Point localization data:

::::

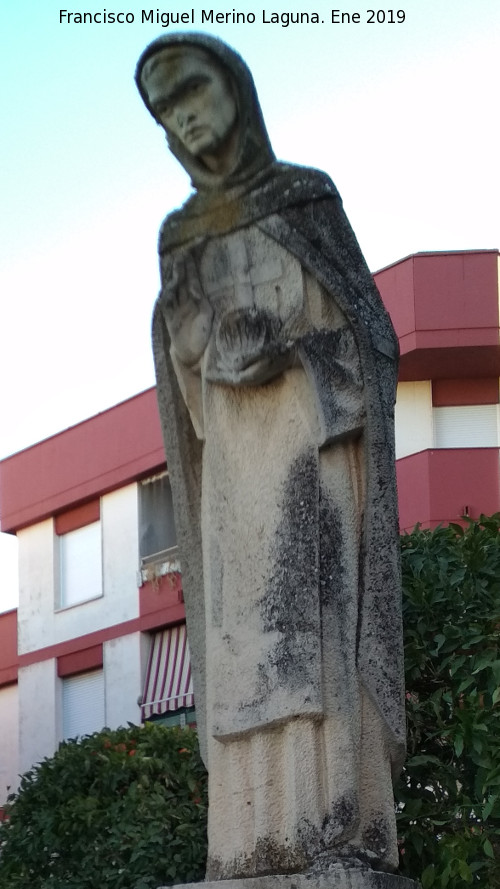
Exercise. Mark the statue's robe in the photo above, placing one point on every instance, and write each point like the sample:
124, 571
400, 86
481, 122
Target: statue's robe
285, 506
288, 531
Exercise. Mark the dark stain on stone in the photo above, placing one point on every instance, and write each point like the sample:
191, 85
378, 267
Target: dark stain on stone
287, 606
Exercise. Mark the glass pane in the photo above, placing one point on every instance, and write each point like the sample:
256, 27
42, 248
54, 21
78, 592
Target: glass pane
156, 516
81, 564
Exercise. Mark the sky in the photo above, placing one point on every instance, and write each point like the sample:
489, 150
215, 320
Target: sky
403, 115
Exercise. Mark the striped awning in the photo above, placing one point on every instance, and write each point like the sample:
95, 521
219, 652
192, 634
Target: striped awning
168, 684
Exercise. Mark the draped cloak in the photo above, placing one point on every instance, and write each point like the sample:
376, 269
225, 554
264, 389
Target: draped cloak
325, 680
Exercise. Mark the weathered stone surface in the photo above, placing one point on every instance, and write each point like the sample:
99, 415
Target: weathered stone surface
276, 369
338, 877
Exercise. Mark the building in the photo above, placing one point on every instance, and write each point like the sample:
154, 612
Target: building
100, 623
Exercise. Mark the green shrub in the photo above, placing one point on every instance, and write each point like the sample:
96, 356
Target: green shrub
449, 793
121, 809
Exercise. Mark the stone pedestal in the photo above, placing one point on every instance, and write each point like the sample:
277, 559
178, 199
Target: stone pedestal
337, 877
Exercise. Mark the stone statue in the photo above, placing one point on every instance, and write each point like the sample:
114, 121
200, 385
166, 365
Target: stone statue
276, 368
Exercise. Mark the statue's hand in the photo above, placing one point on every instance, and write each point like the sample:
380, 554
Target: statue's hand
188, 312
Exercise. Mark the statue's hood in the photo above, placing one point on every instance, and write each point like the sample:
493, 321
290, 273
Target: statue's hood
255, 152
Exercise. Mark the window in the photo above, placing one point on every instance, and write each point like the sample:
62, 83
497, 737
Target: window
468, 426
83, 704
156, 518
80, 565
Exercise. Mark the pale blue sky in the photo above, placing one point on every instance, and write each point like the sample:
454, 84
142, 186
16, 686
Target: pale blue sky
404, 117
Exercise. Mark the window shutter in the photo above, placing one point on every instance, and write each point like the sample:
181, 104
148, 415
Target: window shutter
83, 704
469, 426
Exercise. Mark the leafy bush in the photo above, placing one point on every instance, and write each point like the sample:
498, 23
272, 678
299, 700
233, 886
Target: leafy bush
121, 809
449, 794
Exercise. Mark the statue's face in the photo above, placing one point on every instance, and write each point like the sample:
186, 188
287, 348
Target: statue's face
191, 98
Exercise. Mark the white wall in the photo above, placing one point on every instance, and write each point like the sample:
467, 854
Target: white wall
413, 418
124, 677
9, 758
41, 624
39, 712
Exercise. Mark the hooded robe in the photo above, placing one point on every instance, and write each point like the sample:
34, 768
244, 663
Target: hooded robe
286, 511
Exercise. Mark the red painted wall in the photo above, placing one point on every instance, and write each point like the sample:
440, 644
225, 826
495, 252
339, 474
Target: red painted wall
434, 486
81, 463
444, 307
446, 393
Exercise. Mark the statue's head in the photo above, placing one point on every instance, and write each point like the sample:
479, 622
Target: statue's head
202, 94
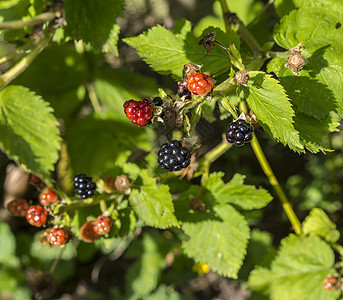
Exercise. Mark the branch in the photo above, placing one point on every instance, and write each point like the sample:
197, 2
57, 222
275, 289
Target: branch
39, 19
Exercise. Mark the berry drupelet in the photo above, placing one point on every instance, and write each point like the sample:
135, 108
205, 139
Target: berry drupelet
199, 84
158, 101
18, 207
58, 237
173, 157
84, 186
102, 225
47, 196
239, 132
139, 112
37, 215
87, 233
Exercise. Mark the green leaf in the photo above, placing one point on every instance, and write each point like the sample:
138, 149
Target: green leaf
298, 271
220, 243
270, 103
7, 243
93, 21
29, 133
284, 7
312, 130
167, 51
142, 276
235, 192
318, 223
111, 140
315, 91
56, 69
153, 203
317, 29
111, 45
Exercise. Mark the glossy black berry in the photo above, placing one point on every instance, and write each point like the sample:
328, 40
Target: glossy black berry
84, 186
239, 132
173, 157
157, 101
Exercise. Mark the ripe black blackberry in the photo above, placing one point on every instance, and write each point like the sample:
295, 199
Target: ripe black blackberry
173, 157
158, 101
239, 132
84, 186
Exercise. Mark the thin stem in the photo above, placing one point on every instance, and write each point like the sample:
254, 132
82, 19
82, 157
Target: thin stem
225, 9
229, 107
275, 184
21, 66
94, 98
56, 261
272, 178
9, 56
18, 24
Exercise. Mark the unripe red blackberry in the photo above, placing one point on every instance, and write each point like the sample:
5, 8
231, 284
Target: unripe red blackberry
139, 112
18, 207
87, 232
199, 84
58, 237
330, 283
37, 215
239, 132
102, 225
173, 157
47, 196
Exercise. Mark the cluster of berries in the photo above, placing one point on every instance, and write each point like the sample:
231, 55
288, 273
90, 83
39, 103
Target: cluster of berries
139, 112
173, 157
84, 186
54, 236
199, 84
93, 230
36, 215
239, 132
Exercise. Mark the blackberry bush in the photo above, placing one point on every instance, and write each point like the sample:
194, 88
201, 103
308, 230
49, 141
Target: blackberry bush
173, 157
18, 207
47, 196
239, 132
139, 112
102, 225
84, 186
37, 215
87, 233
58, 237
199, 84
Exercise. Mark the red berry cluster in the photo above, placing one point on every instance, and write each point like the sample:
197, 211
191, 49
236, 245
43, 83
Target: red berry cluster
57, 236
139, 112
93, 230
199, 84
102, 225
37, 215
18, 207
47, 196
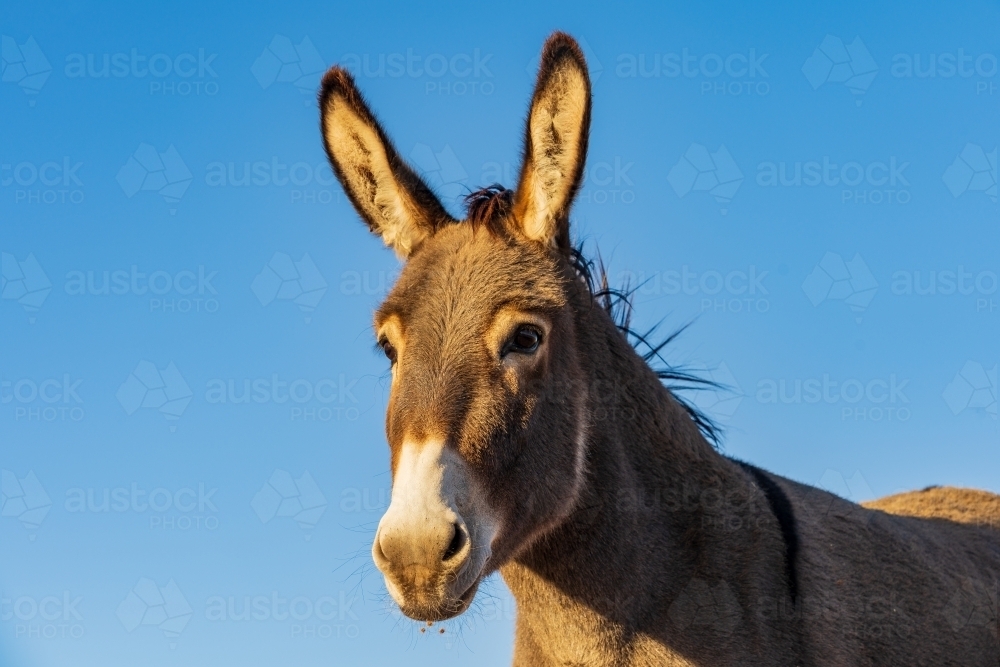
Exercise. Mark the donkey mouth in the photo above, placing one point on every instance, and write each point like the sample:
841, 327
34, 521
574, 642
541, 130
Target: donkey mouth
444, 611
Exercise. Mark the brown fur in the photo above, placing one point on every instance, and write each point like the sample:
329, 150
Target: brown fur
625, 537
970, 506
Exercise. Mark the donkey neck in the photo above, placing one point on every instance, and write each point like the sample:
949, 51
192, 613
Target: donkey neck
648, 518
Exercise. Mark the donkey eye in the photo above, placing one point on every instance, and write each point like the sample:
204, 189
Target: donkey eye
390, 351
524, 341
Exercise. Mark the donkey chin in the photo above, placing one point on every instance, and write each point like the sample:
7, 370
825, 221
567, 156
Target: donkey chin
434, 542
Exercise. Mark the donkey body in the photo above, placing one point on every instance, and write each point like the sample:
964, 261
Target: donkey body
528, 437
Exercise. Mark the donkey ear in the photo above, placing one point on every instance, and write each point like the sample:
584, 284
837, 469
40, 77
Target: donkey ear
394, 202
555, 145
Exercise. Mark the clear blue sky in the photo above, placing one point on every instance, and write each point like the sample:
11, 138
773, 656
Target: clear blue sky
187, 295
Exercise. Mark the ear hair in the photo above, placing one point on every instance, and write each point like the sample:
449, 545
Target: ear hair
555, 145
395, 203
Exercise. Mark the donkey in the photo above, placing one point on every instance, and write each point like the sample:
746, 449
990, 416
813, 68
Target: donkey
527, 435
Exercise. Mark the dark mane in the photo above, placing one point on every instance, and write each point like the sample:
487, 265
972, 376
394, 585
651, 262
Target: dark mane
489, 207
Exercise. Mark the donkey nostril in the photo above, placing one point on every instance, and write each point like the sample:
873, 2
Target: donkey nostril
456, 544
377, 548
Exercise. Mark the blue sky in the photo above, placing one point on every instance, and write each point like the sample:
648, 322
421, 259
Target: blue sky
815, 187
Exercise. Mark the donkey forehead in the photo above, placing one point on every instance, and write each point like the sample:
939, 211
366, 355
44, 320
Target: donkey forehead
463, 276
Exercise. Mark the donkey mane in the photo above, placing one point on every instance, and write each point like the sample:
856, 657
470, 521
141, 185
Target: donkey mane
489, 207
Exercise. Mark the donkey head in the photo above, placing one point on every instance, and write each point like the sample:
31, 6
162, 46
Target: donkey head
486, 418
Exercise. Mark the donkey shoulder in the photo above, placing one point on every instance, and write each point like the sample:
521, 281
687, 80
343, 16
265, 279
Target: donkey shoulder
969, 506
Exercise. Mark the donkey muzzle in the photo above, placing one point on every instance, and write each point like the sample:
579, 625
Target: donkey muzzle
432, 543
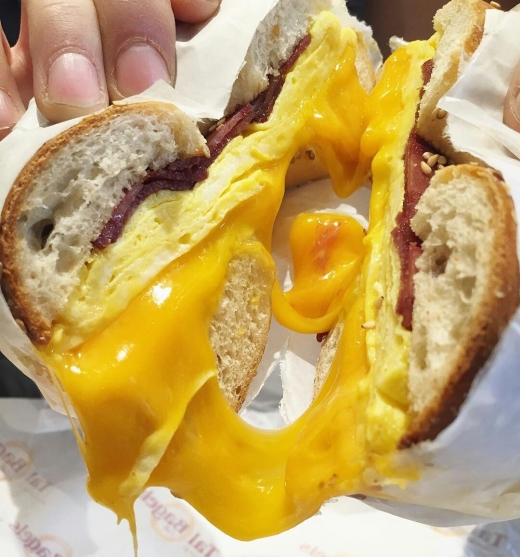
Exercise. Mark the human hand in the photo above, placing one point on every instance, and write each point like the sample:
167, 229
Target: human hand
512, 102
75, 56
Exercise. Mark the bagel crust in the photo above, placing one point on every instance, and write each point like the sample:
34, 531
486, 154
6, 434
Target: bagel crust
33, 317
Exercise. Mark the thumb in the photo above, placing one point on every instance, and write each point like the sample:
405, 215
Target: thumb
512, 102
11, 106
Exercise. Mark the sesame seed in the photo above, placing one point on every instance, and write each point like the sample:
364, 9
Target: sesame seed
432, 161
425, 168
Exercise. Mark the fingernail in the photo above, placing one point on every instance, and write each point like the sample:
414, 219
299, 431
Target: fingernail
73, 80
138, 67
8, 113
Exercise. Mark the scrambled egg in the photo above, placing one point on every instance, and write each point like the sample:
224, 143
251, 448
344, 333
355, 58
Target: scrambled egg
132, 350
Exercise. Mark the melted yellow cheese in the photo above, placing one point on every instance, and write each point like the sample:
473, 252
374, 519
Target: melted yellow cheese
144, 382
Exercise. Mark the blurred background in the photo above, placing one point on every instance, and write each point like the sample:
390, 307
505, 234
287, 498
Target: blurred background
409, 19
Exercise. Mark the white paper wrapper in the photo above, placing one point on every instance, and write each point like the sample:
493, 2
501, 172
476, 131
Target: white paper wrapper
205, 78
471, 472
45, 511
473, 466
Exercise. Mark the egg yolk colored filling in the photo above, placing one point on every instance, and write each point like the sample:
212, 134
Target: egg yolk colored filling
144, 385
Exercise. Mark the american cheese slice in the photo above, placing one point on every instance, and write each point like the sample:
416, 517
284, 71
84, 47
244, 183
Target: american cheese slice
144, 387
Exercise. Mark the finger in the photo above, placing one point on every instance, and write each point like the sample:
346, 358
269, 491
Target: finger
512, 102
194, 11
11, 105
138, 44
67, 58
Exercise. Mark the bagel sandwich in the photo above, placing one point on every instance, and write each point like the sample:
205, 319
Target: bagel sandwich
136, 257
156, 341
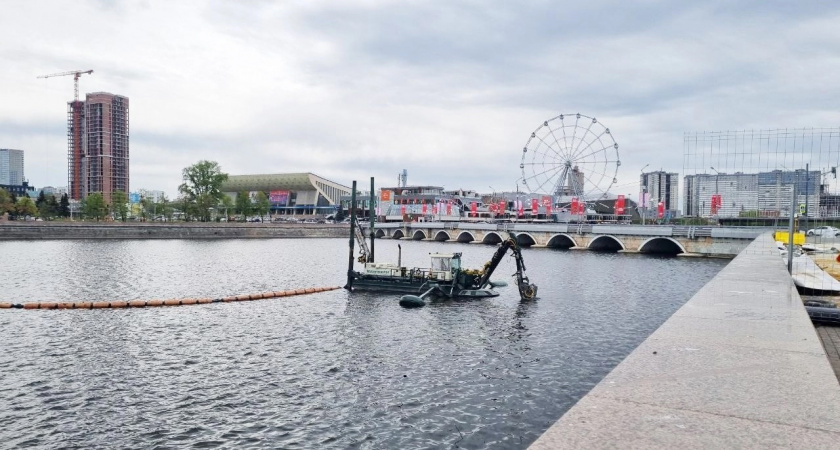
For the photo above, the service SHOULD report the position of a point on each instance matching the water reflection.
(330, 370)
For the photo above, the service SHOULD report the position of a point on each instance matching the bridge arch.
(442, 236)
(525, 239)
(662, 245)
(606, 243)
(492, 238)
(561, 240)
(466, 236)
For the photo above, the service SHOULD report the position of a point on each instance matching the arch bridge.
(652, 239)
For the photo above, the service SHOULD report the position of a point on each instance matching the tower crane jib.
(76, 74)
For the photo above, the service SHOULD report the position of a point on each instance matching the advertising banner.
(278, 197)
(619, 205)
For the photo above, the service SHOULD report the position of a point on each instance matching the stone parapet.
(738, 366)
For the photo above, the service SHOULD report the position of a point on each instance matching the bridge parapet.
(699, 240)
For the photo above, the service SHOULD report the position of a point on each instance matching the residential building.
(764, 194)
(663, 187)
(11, 167)
(106, 145)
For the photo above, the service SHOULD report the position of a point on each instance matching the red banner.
(619, 205)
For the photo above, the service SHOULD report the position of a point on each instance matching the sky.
(449, 90)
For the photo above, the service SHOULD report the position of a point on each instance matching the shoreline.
(10, 230)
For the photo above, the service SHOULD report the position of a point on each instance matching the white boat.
(808, 275)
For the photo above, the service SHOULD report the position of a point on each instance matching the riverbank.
(166, 230)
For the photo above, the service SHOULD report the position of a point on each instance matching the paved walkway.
(830, 337)
(738, 366)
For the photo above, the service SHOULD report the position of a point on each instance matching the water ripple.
(329, 370)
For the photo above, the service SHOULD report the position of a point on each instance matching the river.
(326, 370)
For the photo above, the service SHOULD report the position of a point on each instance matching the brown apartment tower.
(98, 145)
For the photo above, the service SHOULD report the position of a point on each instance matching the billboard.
(278, 197)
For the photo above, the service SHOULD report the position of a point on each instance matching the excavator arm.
(527, 291)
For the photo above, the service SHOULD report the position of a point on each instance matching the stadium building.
(291, 193)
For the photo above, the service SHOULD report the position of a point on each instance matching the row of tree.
(201, 196)
(44, 206)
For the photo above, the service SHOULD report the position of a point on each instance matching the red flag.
(619, 205)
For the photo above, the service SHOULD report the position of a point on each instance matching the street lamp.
(717, 175)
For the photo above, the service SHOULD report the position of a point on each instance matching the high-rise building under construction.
(98, 145)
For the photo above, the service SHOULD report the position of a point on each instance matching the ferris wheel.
(570, 155)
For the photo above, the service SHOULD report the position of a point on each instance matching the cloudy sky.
(449, 90)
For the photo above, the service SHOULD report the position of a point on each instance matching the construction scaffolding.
(756, 173)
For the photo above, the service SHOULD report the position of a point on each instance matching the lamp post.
(644, 192)
(717, 175)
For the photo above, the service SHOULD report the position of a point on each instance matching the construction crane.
(76, 74)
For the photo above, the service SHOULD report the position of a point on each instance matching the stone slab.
(614, 424)
(739, 365)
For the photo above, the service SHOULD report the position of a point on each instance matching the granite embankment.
(175, 230)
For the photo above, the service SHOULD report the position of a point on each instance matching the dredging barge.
(444, 278)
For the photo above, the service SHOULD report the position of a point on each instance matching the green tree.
(6, 203)
(94, 206)
(261, 205)
(48, 207)
(26, 207)
(64, 206)
(228, 205)
(243, 204)
(42, 199)
(202, 187)
(119, 204)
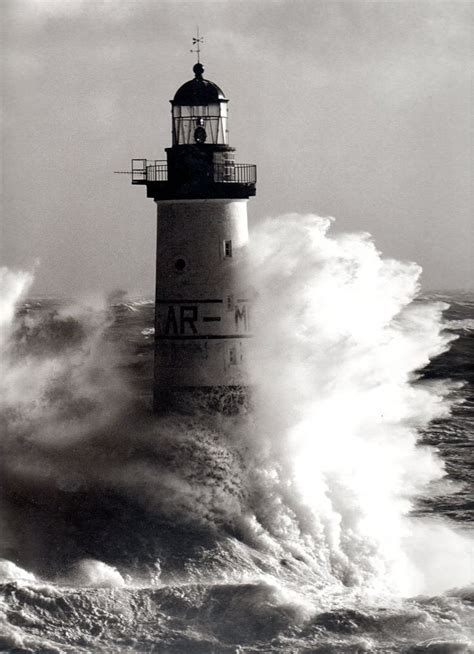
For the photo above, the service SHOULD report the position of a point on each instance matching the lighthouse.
(202, 302)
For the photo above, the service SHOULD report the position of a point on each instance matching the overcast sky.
(361, 110)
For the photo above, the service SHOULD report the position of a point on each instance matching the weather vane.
(197, 40)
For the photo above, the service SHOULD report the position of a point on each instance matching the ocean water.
(333, 516)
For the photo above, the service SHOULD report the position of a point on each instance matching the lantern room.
(199, 111)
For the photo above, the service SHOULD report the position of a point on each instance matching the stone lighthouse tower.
(202, 316)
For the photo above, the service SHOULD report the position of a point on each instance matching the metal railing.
(235, 173)
(157, 171)
(149, 171)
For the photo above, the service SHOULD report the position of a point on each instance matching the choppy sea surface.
(339, 522)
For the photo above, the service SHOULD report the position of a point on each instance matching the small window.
(233, 356)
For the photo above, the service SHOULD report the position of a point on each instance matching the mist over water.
(301, 505)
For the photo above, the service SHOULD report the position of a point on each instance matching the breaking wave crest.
(306, 498)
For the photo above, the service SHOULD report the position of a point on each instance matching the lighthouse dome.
(198, 91)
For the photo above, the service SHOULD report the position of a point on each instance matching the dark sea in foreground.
(124, 534)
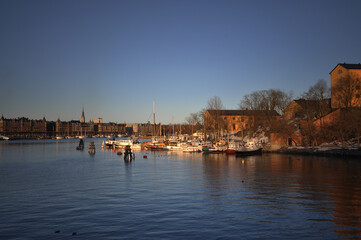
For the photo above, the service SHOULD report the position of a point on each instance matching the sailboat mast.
(153, 118)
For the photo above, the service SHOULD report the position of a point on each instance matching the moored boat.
(243, 150)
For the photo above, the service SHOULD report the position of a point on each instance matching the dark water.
(50, 187)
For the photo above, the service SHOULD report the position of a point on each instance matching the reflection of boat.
(157, 147)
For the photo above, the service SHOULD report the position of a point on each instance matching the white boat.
(123, 142)
(193, 149)
(4, 138)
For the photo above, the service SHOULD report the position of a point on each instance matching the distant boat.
(243, 150)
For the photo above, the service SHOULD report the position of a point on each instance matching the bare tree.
(272, 99)
(215, 103)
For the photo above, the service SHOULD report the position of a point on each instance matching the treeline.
(310, 121)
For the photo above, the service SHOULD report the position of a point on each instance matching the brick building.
(346, 85)
(233, 121)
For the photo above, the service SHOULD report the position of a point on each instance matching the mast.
(173, 125)
(153, 118)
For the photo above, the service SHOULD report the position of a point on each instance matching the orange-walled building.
(237, 120)
(340, 73)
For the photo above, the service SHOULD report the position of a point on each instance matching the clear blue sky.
(116, 57)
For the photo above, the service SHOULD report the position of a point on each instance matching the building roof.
(348, 66)
(306, 103)
(245, 112)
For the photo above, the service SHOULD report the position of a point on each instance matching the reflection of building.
(341, 76)
(23, 127)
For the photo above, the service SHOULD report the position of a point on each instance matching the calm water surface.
(47, 186)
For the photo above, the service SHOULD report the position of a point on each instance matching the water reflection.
(266, 196)
(324, 189)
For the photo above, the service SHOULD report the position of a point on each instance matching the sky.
(116, 57)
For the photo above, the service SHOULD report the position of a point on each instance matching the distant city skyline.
(116, 57)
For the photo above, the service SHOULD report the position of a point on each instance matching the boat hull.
(249, 152)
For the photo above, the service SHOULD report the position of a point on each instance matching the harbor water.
(49, 190)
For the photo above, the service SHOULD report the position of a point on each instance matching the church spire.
(82, 116)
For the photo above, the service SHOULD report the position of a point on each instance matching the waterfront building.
(233, 121)
(307, 109)
(346, 85)
(82, 117)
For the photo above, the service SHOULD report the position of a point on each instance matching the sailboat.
(155, 145)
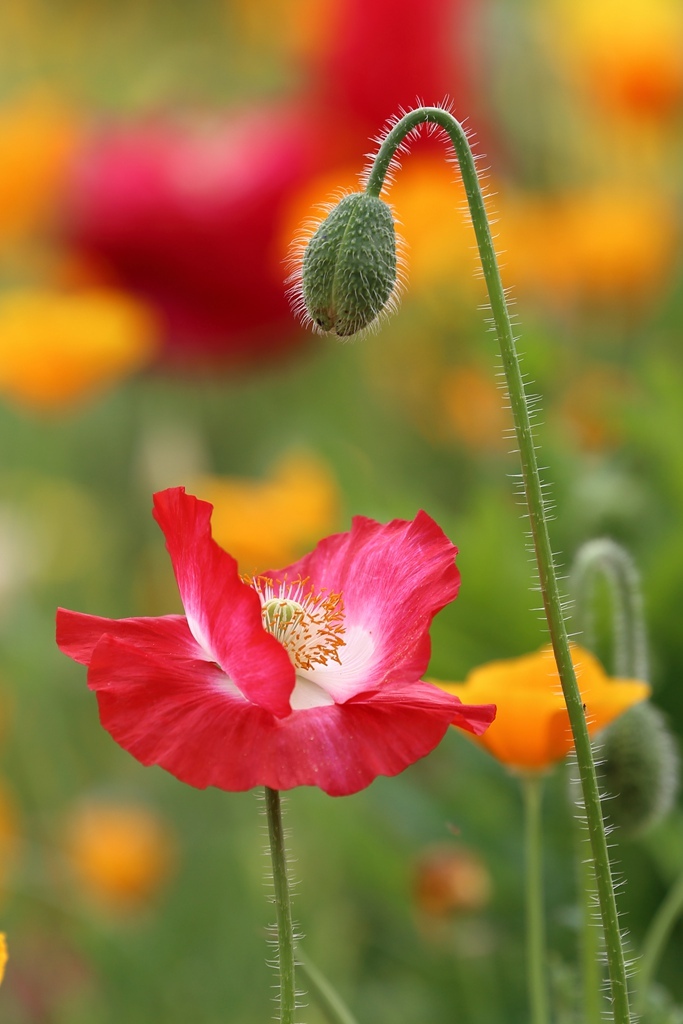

::::

*Directions*
Reproduce the data above word for word from its first line through the line that holds "Exercise. Mark the statue's hood", both ends included; skip pictures.

*Reply*
Exercise. Mark the statue's robe in the photo above, placing one point on every instance, and write each point like the sample:
124, 571
400, 86
481, 122
Target: statue's robe
285, 506
288, 531
Exercise. Mark the dark stain on stone in the photo above, placing one point on every instance, and write each point like the sample:
191, 85
378, 267
Target: dark stain on stone
287, 606
Exercise. Mark the glass pane in the photo above, placing one point on every instance, and write each point like the sample:
256, 27
42, 248
54, 21
78, 592
Target: glass pane
156, 516
81, 564
Exercise. Mark the sky in the photo above, placing one point on every instance, and write each point like the sample:
489, 150
215, 320
Target: sky
403, 115
Exercise. Mark the striped awning in the photo above, placing one point on every instance, and write each point like the sample:
95, 521
219, 652
192, 634
Target: striped awning
168, 684
Exercise. Mark the draped cloak in the photo above, placing one point on every instance, and write each point like the sample:
376, 269
225, 554
264, 389
Target: draped cloak
325, 680
Exercise. Mark the weathered stone surface in the photo above, placing one point on every instance, and write each point like the sample:
99, 415
Target: weathered stone surface
276, 369
338, 877
Exercise. Mark the building in the photo above, placing one point on every instance, and write each point like the sample:
154, 612
Target: building
100, 623
Exercise. Mark the green shrub in the photo above, placing one point on every instance, and write each point like the sample:
96, 356
Target: green shrub
449, 793
121, 809
Exercise. Mark the stone pedestal in the photo above, placing one point on every instance, and write each point like the sample:
277, 559
178, 199
Target: stone pedestal
337, 877
Exercise. Mark the stone statue in the photo above, placing one point on every instance, and write each point like the sample:
114, 121
200, 385
166, 365
Target: stone statue
276, 368
Exercise. Mark the statue's hand in the photo above, placing one point on every instance, and write each point like the sample:
380, 554
Target: statue's hand
188, 312
Exercise. Mark the statue's hood in the photo above, placing one point on every instance, and write each point like the sample:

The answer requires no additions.